- Input data:
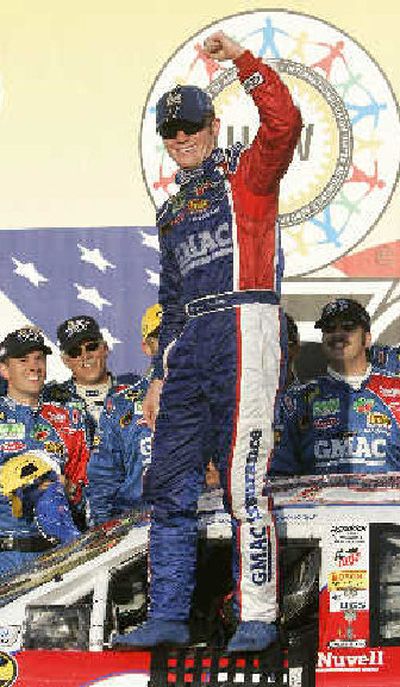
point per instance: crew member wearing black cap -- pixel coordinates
(219, 285)
(38, 443)
(348, 420)
(84, 351)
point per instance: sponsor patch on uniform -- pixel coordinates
(328, 406)
(126, 419)
(56, 447)
(379, 420)
(13, 446)
(325, 422)
(198, 204)
(131, 394)
(348, 579)
(40, 432)
(12, 430)
(363, 405)
(138, 408)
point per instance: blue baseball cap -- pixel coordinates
(183, 102)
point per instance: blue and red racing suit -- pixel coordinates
(59, 431)
(326, 426)
(121, 454)
(221, 266)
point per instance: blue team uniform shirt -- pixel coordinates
(121, 454)
(326, 426)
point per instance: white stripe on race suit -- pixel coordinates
(235, 242)
(260, 374)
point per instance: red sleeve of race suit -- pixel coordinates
(270, 154)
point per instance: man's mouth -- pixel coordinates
(187, 148)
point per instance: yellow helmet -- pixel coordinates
(24, 469)
(151, 320)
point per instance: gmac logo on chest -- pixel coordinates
(203, 247)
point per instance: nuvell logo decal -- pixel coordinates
(346, 164)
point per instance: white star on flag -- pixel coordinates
(29, 271)
(150, 240)
(109, 338)
(94, 257)
(152, 277)
(92, 296)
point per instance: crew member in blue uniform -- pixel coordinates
(37, 442)
(348, 420)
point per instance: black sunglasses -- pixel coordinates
(170, 128)
(89, 346)
(344, 325)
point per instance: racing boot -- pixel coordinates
(154, 632)
(253, 635)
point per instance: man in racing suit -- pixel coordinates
(219, 288)
(348, 420)
(122, 445)
(38, 442)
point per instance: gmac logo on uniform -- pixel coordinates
(8, 670)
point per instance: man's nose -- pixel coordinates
(180, 136)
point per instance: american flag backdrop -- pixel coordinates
(110, 273)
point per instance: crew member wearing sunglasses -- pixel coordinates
(85, 353)
(346, 421)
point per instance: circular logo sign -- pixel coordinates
(346, 163)
(8, 669)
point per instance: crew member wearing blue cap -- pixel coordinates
(348, 420)
(221, 266)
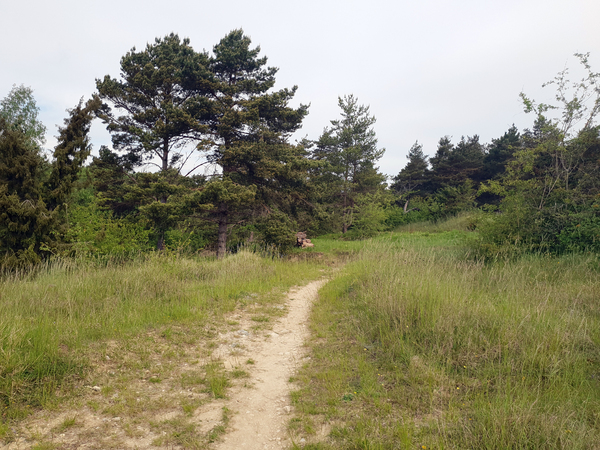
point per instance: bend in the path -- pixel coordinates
(261, 412)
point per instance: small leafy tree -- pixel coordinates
(549, 188)
(20, 111)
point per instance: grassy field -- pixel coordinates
(56, 325)
(414, 343)
(417, 346)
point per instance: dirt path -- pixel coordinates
(261, 412)
(155, 391)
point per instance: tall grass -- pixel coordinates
(49, 318)
(425, 348)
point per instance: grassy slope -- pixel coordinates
(416, 347)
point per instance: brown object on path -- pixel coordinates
(302, 241)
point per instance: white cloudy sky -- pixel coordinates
(427, 68)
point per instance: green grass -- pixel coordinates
(50, 320)
(415, 345)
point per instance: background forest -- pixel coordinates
(202, 160)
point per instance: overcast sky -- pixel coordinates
(426, 68)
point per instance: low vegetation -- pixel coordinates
(417, 346)
(75, 325)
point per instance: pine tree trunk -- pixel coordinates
(160, 244)
(222, 239)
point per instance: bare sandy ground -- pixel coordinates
(103, 417)
(262, 411)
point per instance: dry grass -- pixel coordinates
(416, 347)
(126, 349)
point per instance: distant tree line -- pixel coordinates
(201, 159)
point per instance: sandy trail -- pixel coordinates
(261, 412)
(109, 416)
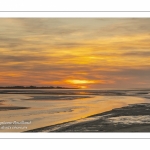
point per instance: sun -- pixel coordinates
(80, 81)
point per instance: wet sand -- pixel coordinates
(5, 108)
(132, 118)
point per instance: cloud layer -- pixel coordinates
(88, 52)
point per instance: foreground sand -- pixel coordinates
(132, 118)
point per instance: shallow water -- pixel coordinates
(48, 109)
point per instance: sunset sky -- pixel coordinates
(75, 52)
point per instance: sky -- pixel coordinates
(75, 52)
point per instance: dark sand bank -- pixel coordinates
(56, 97)
(132, 118)
(12, 108)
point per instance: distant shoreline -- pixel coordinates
(34, 87)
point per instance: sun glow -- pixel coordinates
(80, 81)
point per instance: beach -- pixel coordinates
(75, 110)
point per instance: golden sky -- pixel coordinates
(75, 52)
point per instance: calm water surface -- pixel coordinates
(52, 108)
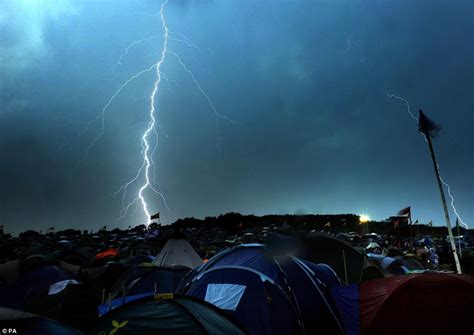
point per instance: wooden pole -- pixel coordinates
(445, 207)
(345, 265)
(459, 239)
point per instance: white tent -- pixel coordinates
(178, 252)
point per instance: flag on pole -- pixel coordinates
(428, 126)
(405, 212)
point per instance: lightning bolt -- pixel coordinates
(148, 150)
(448, 188)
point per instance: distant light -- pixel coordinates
(364, 218)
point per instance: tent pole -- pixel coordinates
(110, 301)
(445, 207)
(345, 266)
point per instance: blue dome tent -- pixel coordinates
(268, 294)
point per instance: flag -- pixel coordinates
(152, 234)
(396, 223)
(427, 126)
(406, 212)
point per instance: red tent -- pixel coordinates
(418, 304)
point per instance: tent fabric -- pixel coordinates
(264, 308)
(27, 323)
(10, 272)
(39, 280)
(107, 253)
(178, 252)
(75, 305)
(146, 278)
(342, 257)
(299, 295)
(428, 303)
(224, 296)
(426, 297)
(179, 315)
(346, 299)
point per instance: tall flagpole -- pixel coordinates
(443, 198)
(459, 238)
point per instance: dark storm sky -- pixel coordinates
(305, 80)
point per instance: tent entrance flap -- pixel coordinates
(225, 296)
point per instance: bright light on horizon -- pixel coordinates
(364, 218)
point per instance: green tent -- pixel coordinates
(178, 315)
(68, 302)
(350, 264)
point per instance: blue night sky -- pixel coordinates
(302, 121)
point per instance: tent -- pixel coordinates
(27, 323)
(148, 278)
(10, 272)
(109, 253)
(414, 304)
(397, 265)
(178, 252)
(175, 316)
(350, 264)
(268, 295)
(68, 302)
(39, 280)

- Task to carry out: Produce an exact reprint of the entries, dropping the images.

- Task solution:
point per instance: crew member wearing black cap -- pixel coordinates
(219, 285)
(38, 443)
(348, 420)
(84, 351)
point per instance: sponsor patch on uniform -- pixel coordinates
(328, 406)
(126, 419)
(56, 447)
(379, 420)
(13, 446)
(325, 422)
(198, 204)
(131, 394)
(348, 579)
(40, 432)
(12, 430)
(363, 405)
(138, 408)
point per instance: blue baseball cap -- pixel coordinates
(183, 102)
point per instance: blue and red racing suit -- pixel coordinates
(59, 431)
(326, 426)
(121, 454)
(221, 266)
point per instance: blue team uniform shirt -- pixel coordinates
(121, 454)
(326, 426)
point per instance: white stripe on race suit -- pixel coordinates
(235, 242)
(260, 374)
point per instance: red sleeve of race suit -- pixel coordinates
(270, 154)
point per instance: man's mouth -- pixel coordinates
(187, 148)
point per instance: yellow helmet -- pixel coordinates
(24, 469)
(151, 320)
point per instance: gmac logo on chest -- pixel coordinates
(203, 247)
point per instance: nuvell logo decal -- pixel coordinates
(346, 164)
point per instance: white star on flag -- pixel coordinates
(29, 271)
(150, 240)
(109, 338)
(94, 257)
(152, 277)
(92, 296)
point per instance: crew member in blue uniform -- pixel coordinates
(37, 442)
(348, 420)
point per instance: black sunglasses -- pixel coordinates
(170, 128)
(89, 346)
(344, 325)
point per instance: racing boot -- pixel coordinates
(154, 632)
(253, 635)
point per instance: man in racing suit -- pixel coordinates
(219, 288)
(348, 420)
(122, 445)
(38, 442)
point per instance: gmac logo on uniform -- pixel coordinates
(8, 670)
point per instance: man's nose -- pixel coordinates
(180, 136)
point per instance: american flag backdrop -- pixel coordinates
(110, 273)
point per instance: crew member wearing sunglasses -- pixel coordinates
(85, 353)
(346, 421)
point per instance: circular logo sign -- pixel coordinates
(346, 163)
(8, 669)
point per instance: crew member wearing blue cap -- pixel coordinates
(348, 420)
(221, 266)
point per instance: bend in the path -- pixel coordinates
(261, 412)
point per instance: small leafy tree -- pixel coordinates
(549, 188)
(20, 111)
point per instance: grassy field -- pixel coordinates
(56, 325)
(414, 343)
(417, 346)
point per instance: dirt path -- pixel coordinates
(261, 412)
(155, 391)
point per instance: tall grass -- pixel coordinates
(49, 318)
(425, 348)
point per instance: grassy slope -- pixel coordinates
(416, 347)
point per instance: brown object on path -- pixel coordinates
(302, 241)
point per instance: white cloudy sky -- pixel coordinates
(427, 68)
point per instance: green grass -- pixel coordinates
(50, 320)
(415, 345)
point per instance: background forest -- pixel coordinates
(202, 160)
point per instance: overcast sky -- pixel coordinates
(426, 68)
point per instance: low vegetation -- pixel coordinates
(417, 346)
(75, 325)
point per instance: pine tree trunk -- pixel coordinates
(160, 244)
(222, 239)
point per instance: bare sandy ground -- pixel coordinates
(103, 417)
(262, 411)
point per instance: dry grass -- pixel coordinates
(416, 347)
(126, 349)
point per instance: distant tree line -- pixel coordinates
(201, 159)
point per instance: sandy trail -- pixel coordinates
(261, 412)
(109, 416)
point per instance: sun -- pixel coordinates
(80, 81)
point per instance: wet sand -- pixel coordinates
(5, 108)
(132, 118)
point per instance: cloud layer -- pixel coordinates
(88, 52)
point per instance: foreground sand -- pixel coordinates
(132, 118)
point per instance: shallow water -- pixel coordinates
(48, 109)
point per instance: sunset sky -- pixel coordinates
(75, 52)
point per instance: sky -- pixel coordinates
(75, 52)
point per instance: dark sand bank -- pixel coordinates
(56, 97)
(132, 118)
(12, 108)
point per instance: distant shoreline -- pixel coordinates
(34, 87)
point per instance: sun glow -- pixel coordinates
(80, 81)
point per instance: beach -- pixel coordinates
(75, 110)
point per instance: golden sky -- pixel coordinates
(75, 52)
point per instance: calm water surface -- pixel coordinates
(52, 108)
point per instance: wooden pole -- pixel coordinates
(445, 207)
(345, 265)
(459, 239)
point per instance: white tent -- pixel coordinates
(178, 252)
point per instance: flag on pole -- pixel coordinates
(428, 126)
(405, 212)
point per instance: lightning bolt -- pixel coordinates
(148, 150)
(448, 188)
point per instance: distant light -- pixel coordinates
(364, 218)
point per instance: tent pole -- pixel coordinates
(110, 301)
(445, 207)
(345, 266)
point per instance: blue dome tent -- pixel coordinates
(268, 294)
point per instance: flag -- pixel coordinates
(152, 234)
(396, 223)
(427, 126)
(406, 212)
point per instance: red tent -- pixel coordinates
(418, 304)
point per instance: tent fabric -- pixel coordinates
(264, 308)
(27, 323)
(10, 272)
(39, 280)
(107, 253)
(178, 252)
(75, 305)
(146, 278)
(342, 257)
(299, 295)
(428, 303)
(224, 296)
(426, 297)
(179, 315)
(346, 299)
point per instance: tall flagpole -- pixel coordinates
(443, 198)
(459, 238)
point per instance: dark storm sky -- pixel coordinates
(305, 80)
point per instance: tent entrance flap -- pixel coordinates
(225, 296)
point per instance: bright light on horizon -- pixel coordinates
(364, 218)
point per instance: green tent -- pixel coordinates
(178, 315)
(68, 302)
(350, 264)
point per instance: blue night sky -- pixel coordinates
(302, 121)
point per instance: tent -- pixel coordinates
(27, 323)
(148, 278)
(10, 272)
(109, 253)
(414, 304)
(397, 265)
(178, 252)
(175, 316)
(350, 264)
(268, 295)
(68, 302)
(39, 280)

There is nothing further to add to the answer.